§ **Textauszug**
________________
Darum kann ich das „nie wieder...“ gut nachvollziehen. Der Schmerz muss nur tief genug sitzen. Das „Nie wieder...“ folgt einem tiefen und eindrucksvollen Erlebnis. Bei mir führte es zu der Folge, dass ich nie wieder nach Indien wollte. Ich war auch nie wieder in Indien. Aber immerhin habe ich meine Phobie bezüglich eines indischen Restaurants überwunden. Manchmal lasse ich mich überreden und kann dort sitzen und essen. Der Ekel, die Angst und die Abwehr machen sich bemerkbar und behindern mich, aber nicht mehr so, dass ich völlig blockiert werde. Ich kann mich begrenzt auf Indien einlassen. Mein „Nie wieder...“ bröckelt seit einiger Zeit.
Nie wieder lieben? Nie wieder eine Freundschaft? Nie wieder einem Menschen vertrauen? Dann kannst du gleich mit dem Leben aufhören, oder? Wenn du für alle Lebensbereiche ein „Nie wieder...“ aussprichst kannst du dir gleich einen Sarg bestellen. Nie wieder leben!
________________
§ **Angezeigte Informationen**
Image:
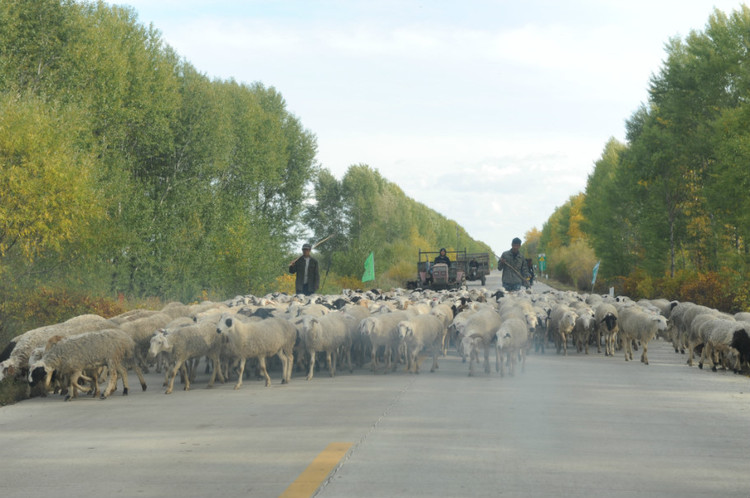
________________
§ **Aufgaben**
1. Erkläre in ein bis drei Sätzen, warum man sich laut dem Textauszug gleich einen Sarg bestellen kann.
2. Welche Phobie hat die schreibende Person nach dem Textauszug überwunden?
3. Gib aus dem Textauszug den Teil wortgetreu wieder, der mit den Worten „Darum kann ich“ einsetzt und mit „seit einiger Zeit.“ schließt.
Das Material steht für sich und gehört nicht zum Textauszug.

§ **Lösungen**
1. Man kann sich gleich einen Sarg bestellen, wenn man für alle Lebensbereiche ein „Nie wieder...“ ausspricht. Wer nie wieder liebt, keine Freundschaft mehr eingeht und keinem Menschen mehr vertraut, kann nach dem Text gleich mit dem Leben aufhören.

2. Die Phobie bezüglich eines indischen Restaurants.

3.
Darum kann ich das „nie wieder...“ gut nachvollziehen. Der Schmerz muss nur tief genug sitzen. Das „Nie wieder...“ folgt einem tiefen und eindrucksvollen Erlebnis. Bei mir führte es zu der Folge, dass ich nie wieder nach Indien wollte. Ich war auch nie wieder in Indien. Aber immerhin habe ich meine Phobie bezüglich eines indischen Restaurants überwunden. Manchmal lasse ich mich überreden und kann dort sitzen und essen. Der Ekel, die Angst und die Abwehr machen sich bemerkbar und behindern mich, aber nicht mehr so, dass ich völlig blockiert werde. Ich kann mich begrenzt auf Indien einlassen. Mein „Nie wieder...“ bröckelt seit einiger Zeit.